Point annotation records
%%

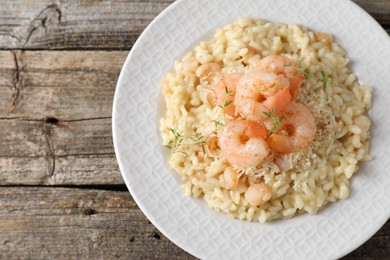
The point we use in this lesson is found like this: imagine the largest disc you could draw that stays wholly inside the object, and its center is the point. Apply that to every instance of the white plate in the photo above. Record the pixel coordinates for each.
(340, 227)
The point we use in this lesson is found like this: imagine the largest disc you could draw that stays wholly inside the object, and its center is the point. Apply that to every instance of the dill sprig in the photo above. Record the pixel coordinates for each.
(276, 119)
(324, 79)
(175, 143)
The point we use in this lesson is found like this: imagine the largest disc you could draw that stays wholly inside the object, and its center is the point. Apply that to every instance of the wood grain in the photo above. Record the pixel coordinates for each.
(74, 87)
(91, 24)
(54, 223)
(59, 63)
(97, 24)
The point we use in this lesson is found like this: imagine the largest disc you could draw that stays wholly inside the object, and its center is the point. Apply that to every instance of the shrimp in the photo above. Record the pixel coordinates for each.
(224, 93)
(243, 143)
(282, 65)
(257, 194)
(296, 131)
(259, 92)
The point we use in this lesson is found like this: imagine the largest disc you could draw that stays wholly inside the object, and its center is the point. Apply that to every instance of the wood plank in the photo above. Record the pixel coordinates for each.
(70, 85)
(93, 24)
(43, 223)
(38, 223)
(39, 153)
(97, 24)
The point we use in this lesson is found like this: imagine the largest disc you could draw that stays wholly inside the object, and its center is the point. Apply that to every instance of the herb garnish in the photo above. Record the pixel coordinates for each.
(176, 142)
(276, 119)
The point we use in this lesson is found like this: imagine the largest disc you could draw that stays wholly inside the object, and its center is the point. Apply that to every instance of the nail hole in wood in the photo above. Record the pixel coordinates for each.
(55, 121)
(89, 212)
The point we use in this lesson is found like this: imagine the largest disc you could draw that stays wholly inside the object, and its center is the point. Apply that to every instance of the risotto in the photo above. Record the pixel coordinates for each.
(267, 171)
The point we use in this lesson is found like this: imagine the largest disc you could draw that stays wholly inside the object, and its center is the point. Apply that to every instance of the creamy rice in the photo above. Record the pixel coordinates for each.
(322, 172)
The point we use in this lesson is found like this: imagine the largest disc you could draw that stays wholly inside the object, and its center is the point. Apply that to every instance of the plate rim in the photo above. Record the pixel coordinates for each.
(115, 132)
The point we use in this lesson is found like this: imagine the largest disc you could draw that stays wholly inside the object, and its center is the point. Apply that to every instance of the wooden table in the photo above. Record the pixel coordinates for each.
(61, 194)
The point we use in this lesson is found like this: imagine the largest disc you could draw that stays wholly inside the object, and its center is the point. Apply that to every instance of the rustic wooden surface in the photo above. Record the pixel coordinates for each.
(61, 192)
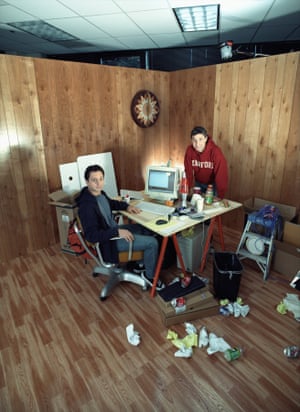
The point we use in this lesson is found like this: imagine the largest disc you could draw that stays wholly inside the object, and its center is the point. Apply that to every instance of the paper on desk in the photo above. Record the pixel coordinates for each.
(167, 228)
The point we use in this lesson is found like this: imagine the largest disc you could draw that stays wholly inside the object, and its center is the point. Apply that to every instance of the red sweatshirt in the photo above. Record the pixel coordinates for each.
(208, 167)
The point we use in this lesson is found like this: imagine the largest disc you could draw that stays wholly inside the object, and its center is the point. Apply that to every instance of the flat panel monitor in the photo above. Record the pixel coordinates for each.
(162, 182)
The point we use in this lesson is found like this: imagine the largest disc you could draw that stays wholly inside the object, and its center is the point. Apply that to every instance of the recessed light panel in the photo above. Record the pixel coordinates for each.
(198, 18)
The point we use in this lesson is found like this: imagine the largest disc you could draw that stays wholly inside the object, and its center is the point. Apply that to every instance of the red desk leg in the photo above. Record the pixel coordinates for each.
(221, 232)
(179, 255)
(161, 257)
(207, 243)
(208, 239)
(158, 265)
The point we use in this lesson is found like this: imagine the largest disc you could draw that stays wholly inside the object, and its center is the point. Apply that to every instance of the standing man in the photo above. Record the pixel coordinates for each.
(95, 212)
(205, 163)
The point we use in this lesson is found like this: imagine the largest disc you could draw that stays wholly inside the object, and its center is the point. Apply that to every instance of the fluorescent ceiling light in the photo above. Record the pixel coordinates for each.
(43, 30)
(198, 18)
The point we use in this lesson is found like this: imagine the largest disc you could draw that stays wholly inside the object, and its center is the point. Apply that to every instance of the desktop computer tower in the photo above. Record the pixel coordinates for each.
(191, 245)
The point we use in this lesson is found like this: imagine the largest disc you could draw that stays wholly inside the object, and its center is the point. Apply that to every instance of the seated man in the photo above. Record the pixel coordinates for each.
(99, 225)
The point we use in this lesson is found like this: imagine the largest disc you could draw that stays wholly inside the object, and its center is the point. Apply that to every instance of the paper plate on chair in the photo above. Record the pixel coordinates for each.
(255, 246)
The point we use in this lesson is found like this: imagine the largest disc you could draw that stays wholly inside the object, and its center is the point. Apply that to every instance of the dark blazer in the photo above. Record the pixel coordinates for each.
(95, 226)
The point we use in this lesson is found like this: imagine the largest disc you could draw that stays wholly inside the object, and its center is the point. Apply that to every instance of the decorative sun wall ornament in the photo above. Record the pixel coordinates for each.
(145, 108)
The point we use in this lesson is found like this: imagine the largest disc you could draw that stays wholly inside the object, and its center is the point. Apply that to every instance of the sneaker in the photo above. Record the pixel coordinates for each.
(159, 286)
(135, 267)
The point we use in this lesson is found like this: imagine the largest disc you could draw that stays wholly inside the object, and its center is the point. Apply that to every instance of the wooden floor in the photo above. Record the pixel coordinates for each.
(62, 349)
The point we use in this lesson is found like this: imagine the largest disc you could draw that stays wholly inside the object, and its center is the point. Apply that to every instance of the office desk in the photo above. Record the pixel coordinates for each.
(176, 225)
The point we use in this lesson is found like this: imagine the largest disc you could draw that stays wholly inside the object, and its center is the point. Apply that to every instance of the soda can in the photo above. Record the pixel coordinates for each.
(292, 351)
(185, 281)
(232, 354)
(224, 311)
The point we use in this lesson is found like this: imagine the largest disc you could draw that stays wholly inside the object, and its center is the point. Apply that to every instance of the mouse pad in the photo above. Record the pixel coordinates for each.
(176, 290)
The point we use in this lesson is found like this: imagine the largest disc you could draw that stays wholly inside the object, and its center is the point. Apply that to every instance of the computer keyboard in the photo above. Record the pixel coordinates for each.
(133, 194)
(155, 208)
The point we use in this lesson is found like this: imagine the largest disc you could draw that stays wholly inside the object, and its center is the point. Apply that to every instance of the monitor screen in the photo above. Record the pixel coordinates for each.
(162, 182)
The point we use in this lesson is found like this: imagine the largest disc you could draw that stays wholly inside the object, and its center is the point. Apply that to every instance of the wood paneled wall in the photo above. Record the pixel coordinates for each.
(53, 111)
(251, 108)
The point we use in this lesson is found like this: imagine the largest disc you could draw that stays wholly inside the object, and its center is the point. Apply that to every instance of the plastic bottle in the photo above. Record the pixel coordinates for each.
(232, 354)
(183, 189)
(209, 195)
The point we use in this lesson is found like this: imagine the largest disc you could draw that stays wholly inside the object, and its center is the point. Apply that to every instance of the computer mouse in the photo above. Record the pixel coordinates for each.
(161, 222)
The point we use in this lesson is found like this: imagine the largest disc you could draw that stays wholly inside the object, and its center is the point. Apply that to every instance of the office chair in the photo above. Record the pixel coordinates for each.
(115, 273)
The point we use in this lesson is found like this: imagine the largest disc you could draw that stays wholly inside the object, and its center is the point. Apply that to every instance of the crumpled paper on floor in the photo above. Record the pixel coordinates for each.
(185, 344)
(184, 352)
(292, 303)
(216, 344)
(133, 337)
(203, 337)
(236, 308)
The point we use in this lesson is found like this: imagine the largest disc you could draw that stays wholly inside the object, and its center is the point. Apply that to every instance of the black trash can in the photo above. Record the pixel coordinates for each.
(227, 275)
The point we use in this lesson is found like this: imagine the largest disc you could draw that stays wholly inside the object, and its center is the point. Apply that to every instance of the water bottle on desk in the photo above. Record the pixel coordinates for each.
(209, 195)
(183, 189)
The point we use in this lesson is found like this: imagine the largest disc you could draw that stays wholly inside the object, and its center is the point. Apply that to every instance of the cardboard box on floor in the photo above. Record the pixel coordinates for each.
(199, 304)
(66, 211)
(287, 253)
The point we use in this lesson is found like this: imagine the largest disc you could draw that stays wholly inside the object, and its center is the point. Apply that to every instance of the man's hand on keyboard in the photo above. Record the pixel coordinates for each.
(126, 234)
(133, 209)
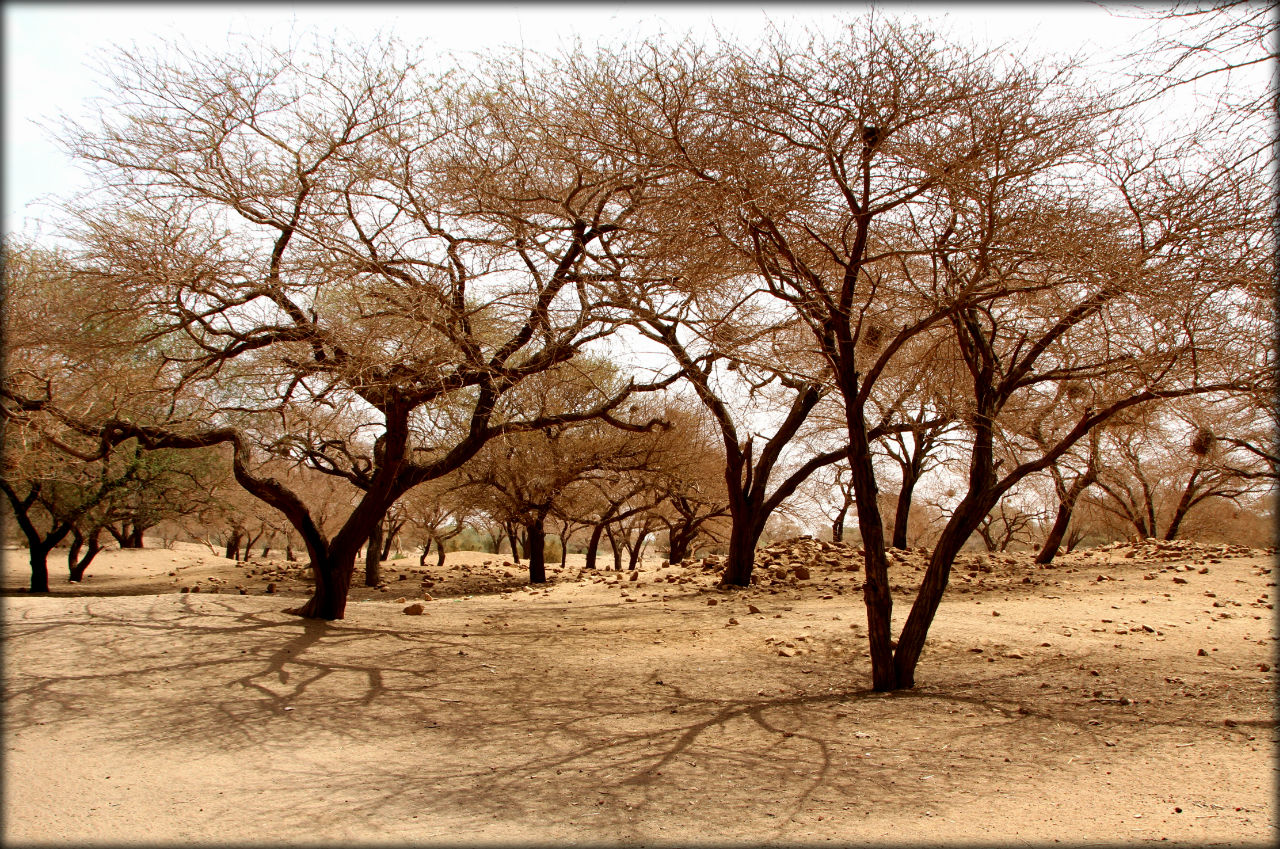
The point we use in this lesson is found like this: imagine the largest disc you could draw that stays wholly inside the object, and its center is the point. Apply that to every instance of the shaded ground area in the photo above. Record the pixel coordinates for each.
(611, 711)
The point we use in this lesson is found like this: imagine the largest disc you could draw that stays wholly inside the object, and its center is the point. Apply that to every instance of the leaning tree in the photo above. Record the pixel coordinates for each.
(332, 231)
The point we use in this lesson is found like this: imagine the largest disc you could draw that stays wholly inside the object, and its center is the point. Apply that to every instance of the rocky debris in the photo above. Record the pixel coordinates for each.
(1170, 549)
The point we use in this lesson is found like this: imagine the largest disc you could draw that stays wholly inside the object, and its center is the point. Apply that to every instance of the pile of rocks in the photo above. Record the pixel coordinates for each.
(1176, 549)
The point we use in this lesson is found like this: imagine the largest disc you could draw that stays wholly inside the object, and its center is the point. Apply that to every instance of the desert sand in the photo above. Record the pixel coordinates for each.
(1124, 695)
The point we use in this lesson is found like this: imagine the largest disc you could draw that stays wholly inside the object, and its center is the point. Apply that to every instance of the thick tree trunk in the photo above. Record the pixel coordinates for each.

%%

TO DO
Quote the material above exactly, from the line holding "of the man's" through its last line, including both. Omit the pictures.

SOLUTION FOR THIS PROBLEM
The point we use in this lesson is found like this: imagine the largest disc you could draw that stays wholly inside the object, and its center is the point. Apply that to every instance of the man's hand on keyboard in the photo above. Record the pixel coordinates for each.
(126, 234)
(133, 209)
The point we use in this lesson is found like this: imagine the largest disc you could draw that stays wholly inside the object, and its center is the point. Apply that to every instance of the shaded ground area in the photo above. Record the pixel coordinates for each.
(611, 711)
The point we use in this lesson is found like this: imagine the largest disc you could draw that stays wholly inside the object, and its center is the point. Apply that to every instance of the leaning tree in the photo above. Record the pixel coordinates for each.
(332, 231)
The point we use in this lesson is found like this: imagine the largest disc you could draw that stays wholly inside the object, and its center is the point. Apply that to every instance of the rocky debris in the photo above. Record the pixel coordinates for each.
(1170, 549)
The point we use in this lesson is found like this: imagine the largest disc you could draw that stays wholly inside the object, and its center is the point. Apply that to every instance of the pile of rocks in the photo above. Record the pixel coordinates for each.
(1176, 549)
The point we use in this lesson is found like this: imagine the largest disc you could draw that stays wholly inside the object, and its center is the point. Apply that to every instance of the desert sand in the photo above. Record the pixel coordinates for each.
(1124, 695)
The point we use in this lesson is found like this: imagine the largest disc you could draw that stays wholly inside the object, and its center is the point. Apply that to every instance of the thick tree trunk in the photo above. Record the pixel coordinates for each.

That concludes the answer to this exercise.